Challenge 1: Count the lines in the rows below that contain the word "facade", and give only that number.

Given passage:
↓↓↓

The "m" word
In a relationship, I never, ever, ever mention marriage. Ever. And for good reason, this isn't something I dwell upon. My parents weren't married until 32, so I figure I have four years to get my act in gear.
However, when I consider my doomed relationships (those which I invested myself in vs. those that were mere "bumper" boyfriends), I'm staring to think that the lack of this word is detrimental to me.
Perhaps in the future, I should stop being the non-commitment gal.
Now, don't get me wrong, I'm not talking about bringing it up within the first couple months of hanging out. But at some point, when marriage comes up in conversation, I should admit that 'yes, I would like to get married someday.'
I don't think I've ever voiced these words to the men in my life. Not that this is going to cure my dating ills, but at least I'll put upfront where I eventually see myself. Then he'll either get out early, or he'll move ahead fully aware.

↑↑↑

Challenge 2: From the post about mentioning marriage above, copy word for word the passage starting at "However, when I" and ending at "detrimental to me.".

Records from a collection:
↓↓↓

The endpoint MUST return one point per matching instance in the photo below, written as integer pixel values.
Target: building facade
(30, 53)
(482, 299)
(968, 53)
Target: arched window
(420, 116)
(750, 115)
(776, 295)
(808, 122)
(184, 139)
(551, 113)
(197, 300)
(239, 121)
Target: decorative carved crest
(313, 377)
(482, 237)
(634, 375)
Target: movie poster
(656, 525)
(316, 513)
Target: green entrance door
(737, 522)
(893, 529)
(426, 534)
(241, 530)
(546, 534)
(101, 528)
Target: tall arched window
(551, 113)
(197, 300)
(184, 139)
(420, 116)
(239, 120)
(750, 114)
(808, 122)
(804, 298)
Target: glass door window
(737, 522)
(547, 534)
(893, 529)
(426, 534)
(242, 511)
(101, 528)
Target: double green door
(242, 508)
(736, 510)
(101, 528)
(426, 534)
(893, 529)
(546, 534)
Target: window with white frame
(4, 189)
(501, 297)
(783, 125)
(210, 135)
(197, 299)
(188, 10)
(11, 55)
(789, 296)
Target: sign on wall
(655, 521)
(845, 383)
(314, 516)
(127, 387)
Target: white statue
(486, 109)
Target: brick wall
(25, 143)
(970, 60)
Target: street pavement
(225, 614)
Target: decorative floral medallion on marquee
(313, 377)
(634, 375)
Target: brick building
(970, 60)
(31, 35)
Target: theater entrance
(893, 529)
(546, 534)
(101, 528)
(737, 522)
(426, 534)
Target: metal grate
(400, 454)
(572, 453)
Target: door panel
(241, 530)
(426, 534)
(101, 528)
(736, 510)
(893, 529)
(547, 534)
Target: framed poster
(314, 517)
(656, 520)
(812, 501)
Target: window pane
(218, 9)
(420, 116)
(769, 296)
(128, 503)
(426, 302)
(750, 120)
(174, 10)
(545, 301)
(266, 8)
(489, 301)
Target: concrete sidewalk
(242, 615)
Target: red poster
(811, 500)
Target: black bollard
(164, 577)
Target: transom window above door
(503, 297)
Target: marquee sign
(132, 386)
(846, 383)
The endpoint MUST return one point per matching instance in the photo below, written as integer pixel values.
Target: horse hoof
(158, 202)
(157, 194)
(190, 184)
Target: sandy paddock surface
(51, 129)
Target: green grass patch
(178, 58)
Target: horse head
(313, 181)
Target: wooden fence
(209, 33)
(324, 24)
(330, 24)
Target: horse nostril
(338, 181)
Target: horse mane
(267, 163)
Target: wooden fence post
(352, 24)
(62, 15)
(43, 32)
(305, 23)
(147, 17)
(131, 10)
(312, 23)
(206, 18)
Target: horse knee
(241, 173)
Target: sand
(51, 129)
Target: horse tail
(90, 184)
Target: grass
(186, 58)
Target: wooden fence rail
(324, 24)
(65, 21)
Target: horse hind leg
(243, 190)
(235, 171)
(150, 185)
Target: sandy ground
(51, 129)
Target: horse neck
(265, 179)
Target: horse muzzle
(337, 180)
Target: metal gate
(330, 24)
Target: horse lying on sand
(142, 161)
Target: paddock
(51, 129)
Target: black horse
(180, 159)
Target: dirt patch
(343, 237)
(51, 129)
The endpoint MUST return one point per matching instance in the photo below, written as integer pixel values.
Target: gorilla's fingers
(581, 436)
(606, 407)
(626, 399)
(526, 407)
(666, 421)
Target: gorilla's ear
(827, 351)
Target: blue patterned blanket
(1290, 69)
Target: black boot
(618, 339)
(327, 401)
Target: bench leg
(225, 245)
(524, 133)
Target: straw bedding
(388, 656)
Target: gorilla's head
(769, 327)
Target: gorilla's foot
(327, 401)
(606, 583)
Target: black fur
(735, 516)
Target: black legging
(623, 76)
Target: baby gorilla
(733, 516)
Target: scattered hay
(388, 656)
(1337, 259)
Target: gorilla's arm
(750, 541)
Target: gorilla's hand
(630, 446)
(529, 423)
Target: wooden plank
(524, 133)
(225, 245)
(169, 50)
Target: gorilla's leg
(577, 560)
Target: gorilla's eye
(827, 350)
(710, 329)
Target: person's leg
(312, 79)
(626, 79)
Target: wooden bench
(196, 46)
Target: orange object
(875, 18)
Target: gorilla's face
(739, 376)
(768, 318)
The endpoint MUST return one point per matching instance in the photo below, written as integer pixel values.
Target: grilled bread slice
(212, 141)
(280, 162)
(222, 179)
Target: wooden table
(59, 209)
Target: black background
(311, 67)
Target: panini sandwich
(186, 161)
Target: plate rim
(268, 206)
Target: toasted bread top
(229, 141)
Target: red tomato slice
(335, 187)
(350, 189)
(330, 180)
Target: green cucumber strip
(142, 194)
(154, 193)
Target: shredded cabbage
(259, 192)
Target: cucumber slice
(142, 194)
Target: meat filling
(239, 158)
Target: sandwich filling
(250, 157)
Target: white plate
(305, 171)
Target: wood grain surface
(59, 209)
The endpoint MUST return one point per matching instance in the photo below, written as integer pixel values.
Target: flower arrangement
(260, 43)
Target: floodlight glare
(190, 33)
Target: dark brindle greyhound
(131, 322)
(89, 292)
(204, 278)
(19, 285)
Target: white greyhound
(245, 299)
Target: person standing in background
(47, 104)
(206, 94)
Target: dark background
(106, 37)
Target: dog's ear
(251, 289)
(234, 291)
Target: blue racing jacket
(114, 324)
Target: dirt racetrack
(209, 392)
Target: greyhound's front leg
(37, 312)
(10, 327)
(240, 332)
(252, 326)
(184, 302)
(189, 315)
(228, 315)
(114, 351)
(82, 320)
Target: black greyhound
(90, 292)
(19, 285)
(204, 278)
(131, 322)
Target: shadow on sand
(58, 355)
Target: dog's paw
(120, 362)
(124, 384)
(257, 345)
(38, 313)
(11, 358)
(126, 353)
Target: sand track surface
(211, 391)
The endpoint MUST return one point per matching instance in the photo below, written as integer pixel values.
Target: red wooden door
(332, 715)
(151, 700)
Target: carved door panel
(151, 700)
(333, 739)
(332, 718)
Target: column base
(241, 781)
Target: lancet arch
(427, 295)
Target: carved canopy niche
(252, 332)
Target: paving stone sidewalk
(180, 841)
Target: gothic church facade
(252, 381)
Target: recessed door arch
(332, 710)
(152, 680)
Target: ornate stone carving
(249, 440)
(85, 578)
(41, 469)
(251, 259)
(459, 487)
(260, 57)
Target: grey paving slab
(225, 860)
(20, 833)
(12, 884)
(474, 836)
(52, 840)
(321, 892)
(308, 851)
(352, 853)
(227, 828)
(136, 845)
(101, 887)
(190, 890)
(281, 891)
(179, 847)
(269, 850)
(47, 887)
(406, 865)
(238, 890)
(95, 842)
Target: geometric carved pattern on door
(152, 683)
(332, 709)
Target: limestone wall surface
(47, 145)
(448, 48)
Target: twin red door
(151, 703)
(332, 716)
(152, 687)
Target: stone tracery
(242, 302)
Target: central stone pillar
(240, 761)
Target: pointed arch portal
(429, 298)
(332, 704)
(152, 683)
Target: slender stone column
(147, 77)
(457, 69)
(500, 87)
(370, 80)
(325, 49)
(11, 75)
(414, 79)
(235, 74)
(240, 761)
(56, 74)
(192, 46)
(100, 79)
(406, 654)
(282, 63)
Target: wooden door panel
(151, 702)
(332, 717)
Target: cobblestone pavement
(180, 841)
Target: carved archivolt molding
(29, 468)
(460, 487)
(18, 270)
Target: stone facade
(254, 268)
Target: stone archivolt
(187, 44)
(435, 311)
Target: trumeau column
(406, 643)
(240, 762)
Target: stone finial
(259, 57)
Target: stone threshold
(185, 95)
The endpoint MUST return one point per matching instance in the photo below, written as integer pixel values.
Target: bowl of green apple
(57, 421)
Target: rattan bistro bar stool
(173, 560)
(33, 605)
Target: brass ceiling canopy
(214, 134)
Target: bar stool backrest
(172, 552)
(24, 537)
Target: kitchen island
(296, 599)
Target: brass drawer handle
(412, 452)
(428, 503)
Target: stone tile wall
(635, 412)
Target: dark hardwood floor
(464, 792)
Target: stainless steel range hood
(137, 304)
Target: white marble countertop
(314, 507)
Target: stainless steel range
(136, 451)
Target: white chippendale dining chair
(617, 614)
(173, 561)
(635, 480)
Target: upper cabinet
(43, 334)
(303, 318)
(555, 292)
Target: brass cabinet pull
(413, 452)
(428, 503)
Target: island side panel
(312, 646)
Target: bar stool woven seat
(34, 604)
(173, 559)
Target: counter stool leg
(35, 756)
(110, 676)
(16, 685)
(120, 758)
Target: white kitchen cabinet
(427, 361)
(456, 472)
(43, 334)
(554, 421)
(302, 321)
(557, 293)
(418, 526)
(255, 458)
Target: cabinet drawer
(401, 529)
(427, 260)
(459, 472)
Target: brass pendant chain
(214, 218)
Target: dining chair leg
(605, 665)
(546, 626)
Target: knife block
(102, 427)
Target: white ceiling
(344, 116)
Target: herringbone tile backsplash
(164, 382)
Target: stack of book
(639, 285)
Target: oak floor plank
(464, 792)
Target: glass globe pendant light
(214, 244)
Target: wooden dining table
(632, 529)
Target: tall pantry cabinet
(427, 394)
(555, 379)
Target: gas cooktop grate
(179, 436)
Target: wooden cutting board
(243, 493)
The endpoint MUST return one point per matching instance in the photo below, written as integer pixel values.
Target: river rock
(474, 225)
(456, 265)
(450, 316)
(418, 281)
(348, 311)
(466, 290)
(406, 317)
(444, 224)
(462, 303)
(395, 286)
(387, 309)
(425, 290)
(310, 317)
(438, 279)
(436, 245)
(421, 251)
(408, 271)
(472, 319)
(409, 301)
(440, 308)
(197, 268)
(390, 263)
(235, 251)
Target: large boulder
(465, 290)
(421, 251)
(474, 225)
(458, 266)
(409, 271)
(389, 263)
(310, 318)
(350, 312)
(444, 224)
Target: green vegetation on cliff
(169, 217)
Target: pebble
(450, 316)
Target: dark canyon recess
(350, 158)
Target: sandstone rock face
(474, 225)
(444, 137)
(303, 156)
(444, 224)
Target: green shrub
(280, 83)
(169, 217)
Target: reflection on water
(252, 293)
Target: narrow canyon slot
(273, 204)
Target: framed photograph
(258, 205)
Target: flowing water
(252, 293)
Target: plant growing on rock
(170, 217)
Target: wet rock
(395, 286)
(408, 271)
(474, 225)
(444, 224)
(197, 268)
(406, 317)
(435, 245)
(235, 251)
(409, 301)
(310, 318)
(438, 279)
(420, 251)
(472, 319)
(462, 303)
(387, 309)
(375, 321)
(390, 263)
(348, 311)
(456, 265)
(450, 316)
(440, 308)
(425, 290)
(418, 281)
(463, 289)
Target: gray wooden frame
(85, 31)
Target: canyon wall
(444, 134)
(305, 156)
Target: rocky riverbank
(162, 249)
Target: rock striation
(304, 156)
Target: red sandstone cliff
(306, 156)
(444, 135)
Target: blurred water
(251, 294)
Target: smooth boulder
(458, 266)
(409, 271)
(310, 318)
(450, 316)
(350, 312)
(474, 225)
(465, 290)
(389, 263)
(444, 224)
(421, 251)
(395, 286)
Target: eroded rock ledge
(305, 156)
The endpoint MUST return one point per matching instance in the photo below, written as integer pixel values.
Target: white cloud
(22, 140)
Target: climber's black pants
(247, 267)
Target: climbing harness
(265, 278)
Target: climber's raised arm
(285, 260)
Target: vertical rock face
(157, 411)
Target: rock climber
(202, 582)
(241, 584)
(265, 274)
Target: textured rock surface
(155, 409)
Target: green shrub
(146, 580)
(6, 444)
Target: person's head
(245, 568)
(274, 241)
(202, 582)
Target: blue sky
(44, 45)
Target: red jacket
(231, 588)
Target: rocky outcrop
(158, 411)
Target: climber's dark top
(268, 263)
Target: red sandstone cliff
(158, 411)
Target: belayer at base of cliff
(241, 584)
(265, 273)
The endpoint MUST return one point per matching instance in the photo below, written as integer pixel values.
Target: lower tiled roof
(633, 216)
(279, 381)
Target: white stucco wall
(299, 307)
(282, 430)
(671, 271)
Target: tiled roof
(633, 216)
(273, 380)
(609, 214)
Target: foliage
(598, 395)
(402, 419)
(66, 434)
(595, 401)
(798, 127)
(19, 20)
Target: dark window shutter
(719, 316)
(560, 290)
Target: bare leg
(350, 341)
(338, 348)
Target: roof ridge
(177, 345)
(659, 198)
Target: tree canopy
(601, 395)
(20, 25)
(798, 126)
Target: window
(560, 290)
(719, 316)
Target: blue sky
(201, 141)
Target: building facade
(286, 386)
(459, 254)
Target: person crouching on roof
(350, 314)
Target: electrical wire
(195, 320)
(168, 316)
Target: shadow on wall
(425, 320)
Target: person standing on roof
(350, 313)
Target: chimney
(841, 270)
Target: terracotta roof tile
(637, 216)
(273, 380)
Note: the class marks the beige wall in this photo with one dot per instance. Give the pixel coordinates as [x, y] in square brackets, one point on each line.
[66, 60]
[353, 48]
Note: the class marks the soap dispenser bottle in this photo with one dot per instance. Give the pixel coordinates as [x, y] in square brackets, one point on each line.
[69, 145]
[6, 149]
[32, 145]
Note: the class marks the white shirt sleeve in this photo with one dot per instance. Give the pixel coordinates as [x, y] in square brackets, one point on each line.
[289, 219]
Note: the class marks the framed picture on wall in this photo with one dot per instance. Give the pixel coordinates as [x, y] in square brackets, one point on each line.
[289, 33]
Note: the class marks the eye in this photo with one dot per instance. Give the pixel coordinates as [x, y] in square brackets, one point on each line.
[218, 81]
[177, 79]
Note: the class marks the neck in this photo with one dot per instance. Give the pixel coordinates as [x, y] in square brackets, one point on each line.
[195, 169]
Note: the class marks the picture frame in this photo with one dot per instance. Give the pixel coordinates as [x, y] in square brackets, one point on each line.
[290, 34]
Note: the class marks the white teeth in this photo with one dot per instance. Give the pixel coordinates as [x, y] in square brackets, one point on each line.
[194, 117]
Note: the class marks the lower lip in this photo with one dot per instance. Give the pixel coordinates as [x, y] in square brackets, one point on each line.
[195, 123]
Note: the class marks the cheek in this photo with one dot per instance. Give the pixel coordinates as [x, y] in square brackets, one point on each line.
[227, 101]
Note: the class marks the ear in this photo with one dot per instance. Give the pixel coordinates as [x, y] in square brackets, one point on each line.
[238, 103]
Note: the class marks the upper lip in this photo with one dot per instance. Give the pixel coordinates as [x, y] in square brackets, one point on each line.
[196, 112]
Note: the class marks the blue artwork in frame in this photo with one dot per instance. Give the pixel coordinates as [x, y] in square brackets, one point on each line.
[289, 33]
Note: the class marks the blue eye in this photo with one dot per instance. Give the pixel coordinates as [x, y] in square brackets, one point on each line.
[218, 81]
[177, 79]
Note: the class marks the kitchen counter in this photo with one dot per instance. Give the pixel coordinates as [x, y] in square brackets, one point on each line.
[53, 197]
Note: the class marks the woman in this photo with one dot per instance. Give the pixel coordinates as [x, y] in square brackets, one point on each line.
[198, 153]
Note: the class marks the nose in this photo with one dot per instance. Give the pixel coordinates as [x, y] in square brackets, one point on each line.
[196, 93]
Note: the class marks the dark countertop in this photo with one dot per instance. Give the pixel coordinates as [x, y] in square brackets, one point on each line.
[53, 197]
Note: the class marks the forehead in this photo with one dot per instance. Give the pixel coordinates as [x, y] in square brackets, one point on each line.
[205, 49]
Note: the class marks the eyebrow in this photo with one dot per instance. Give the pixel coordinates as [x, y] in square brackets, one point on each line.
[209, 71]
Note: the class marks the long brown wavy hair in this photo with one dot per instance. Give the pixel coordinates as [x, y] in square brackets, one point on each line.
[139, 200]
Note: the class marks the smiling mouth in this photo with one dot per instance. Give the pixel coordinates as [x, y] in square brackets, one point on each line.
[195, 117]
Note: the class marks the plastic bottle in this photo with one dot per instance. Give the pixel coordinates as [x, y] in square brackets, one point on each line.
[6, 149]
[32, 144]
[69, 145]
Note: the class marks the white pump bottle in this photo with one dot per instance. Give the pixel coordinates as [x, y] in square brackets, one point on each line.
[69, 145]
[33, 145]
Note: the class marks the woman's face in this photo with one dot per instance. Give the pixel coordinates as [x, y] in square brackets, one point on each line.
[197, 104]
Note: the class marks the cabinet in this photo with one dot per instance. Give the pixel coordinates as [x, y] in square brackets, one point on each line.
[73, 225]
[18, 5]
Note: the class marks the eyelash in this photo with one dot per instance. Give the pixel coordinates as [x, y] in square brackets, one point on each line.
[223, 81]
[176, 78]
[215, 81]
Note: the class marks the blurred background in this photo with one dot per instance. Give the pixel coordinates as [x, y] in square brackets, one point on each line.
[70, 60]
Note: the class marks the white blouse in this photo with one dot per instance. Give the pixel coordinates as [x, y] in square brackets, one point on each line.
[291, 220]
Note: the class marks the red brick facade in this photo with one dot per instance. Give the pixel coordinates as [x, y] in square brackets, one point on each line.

↑↑↑

Reply 1: 5

Reply 2:
However, when I consider my doomed relationships (those which I invested myself in vs. those that were mere "bumper" boyfriends), I'm staring to think that the lack of this word is detrimental to me.